The Intermodal Surface Transportation Efficiency Act of 1991 (ISTEA) revised the process under which State and local agencies must plan needed highway and transit improvements. Under regulations issued by the FHWA and FTA, transportation projects must be planned through comprehensive, statewide and metropolitan planning procedures. The procedures must integrate transportation issues with applicable social, economic and environmental concerns.
How to avoid and to mitigate unavoidable damages to wetlands resulting from highway and transit projects has become a major public issue. Prior to FHWA's mitigation policy in 1980, FHWA's policy was to mitigate adverse impacts caused by a proposed project if the expenditure was considered reasonable given the severity of the impact. Federal funding for off-site mitigation (outside the right-of-way) was resisted strenuously and permitted only as a last resort. Some States devoted their own funds to the mitigation of wetland impacts when the FHWA refused to do so. States varied, however, in the consideration which they gave to wetlands, partly because FHWA mitigation regulations allowed considerable latitude.
During the 1980's, resource agencies and the FHWA often disagreed about what constitutes a significant impact to wetlands and how much should legitimately be spent to compensate for the loss. FHWA mitigated on the basis of one acre for each acre destroyed, often ignoring the functional values associated with the lost wetlands as well as the uncertain success of mitigation projects. Further, FHWA did not object to State departments of transportation subtracting wetland acreage remaining in highway rights-of-way from the total to be mitigated.3 Confusion frequently developed over who had responsibility for overseeing the mitigating contractor's work and how to finance the maintenance of the mitigation area. Moreover, there were no guarantees that the areas set aside in compensation for lost wetlands would themselves be protected.
In 1990, the Federal Highway Administrator issued an Environmental Policy Statement that remedies some of these problems. The new policy emphasized FHWA's commitment to the goal of no net loss of wetlands, and commits the agency "to work vigorously to preserve and, where practicable, enhance the environment." Specifically with respect to wetlands, the policy calls for "all practicable measures to avoid, minimize, mitigate, and compensate for wetland impacts." The new policy did not commit FHWA to mitigating outside highway rights-of-way or to acknowledging functional values of wetlands, but it established a standard of environmental sensitivity markedly different from that to which the agency subscribed in the past.
Several additional developments have led to changes which are improving the consideration of wetlands in highway project planning. These include the following: (1) the FHWA regulations governing mitigation of privately owned wetlands were changed in 1991 to remove the acre-for-acre policy and require replacement with equivalent wetland functions; (2) the 1990 Corps/EPA Memorandum of Agreement on mitigation clarified the requirements with which FHWA and State highway agencies must comply; (3) an agreement between FHWA, EPA, and the Corps was signed in 1992 to facilitate project development and provide increased attention to wetland protection and enhancement; and (4) ISTEA made funds available for wetland mitigation measures, including habitat banking and contributions to area-wide wetland planning efforts.

Source excerpt -
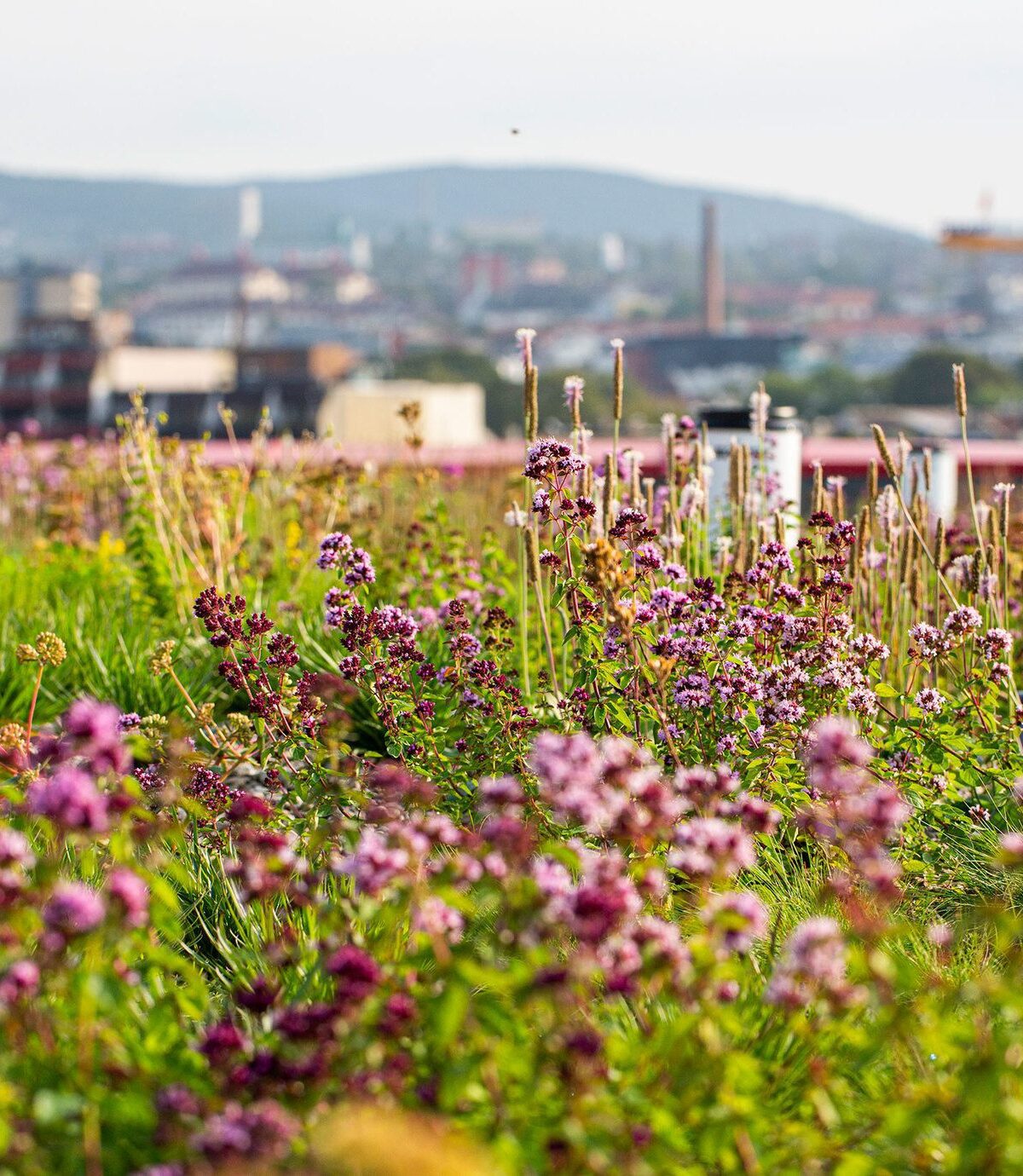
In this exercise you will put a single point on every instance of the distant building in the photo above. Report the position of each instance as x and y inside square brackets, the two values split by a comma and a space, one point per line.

Aim 1 - In the wetlands passage, copy out the text between "How to avoid" and "allowed considerable latitude.", inclusive.
Aim 2 - According to the wetlands passage, on what basis did FHWA mitigate wetland losses during the 1980's?
Aim 3 - Turn the paragraph of the wetlands passage that begins "Several additional developments" into a shorter bulleted list that keeps its main facts.
The material above has no role in this work.

Exercise solution 1 -
How to avoid and to mitigate unavoidable damages to wetlands resulting from highway and transit projects has become a major public issue. Prior to FHWA's mitigation policy in 1980, FHWA's policy was to mitigate adverse impacts caused by a proposed project if the expenditure was considered reasonable given the severity of the impact. Federal funding for off-site mitigation (outside the right-of-way) was resisted strenuously and permitted only as a last resort. Some States devoted their own funds to the mitigation of wetland impacts when the FHWA refused to do so. States varied, however, in the consideration which they gave to wetlands, partly because FHWA mitigation regulations allowed considerable latitude.

Exercise solution 2 - One acre for each acre destroyed.

Exercise solution 3 -
Developments improving the consideration of wetlands in highway project planning:
- 1991: FHWA mitigation rules for privately owned wetlands dropped the acre-for-acre policy and required replacement with equivalent wetland functions.
- 1990: The Corps/EPA Memorandum of Agreement on mitigation clarified what FHWA and State highway agencies must comply with.
- 1992: FHWA, EPA and the Corps signed an agreement to ease project development and give more attention to wetland protection and enhancement.
- ISTEA provided funds for wetland mitigation, including habitat banking and contributions to area-wide wetland planning.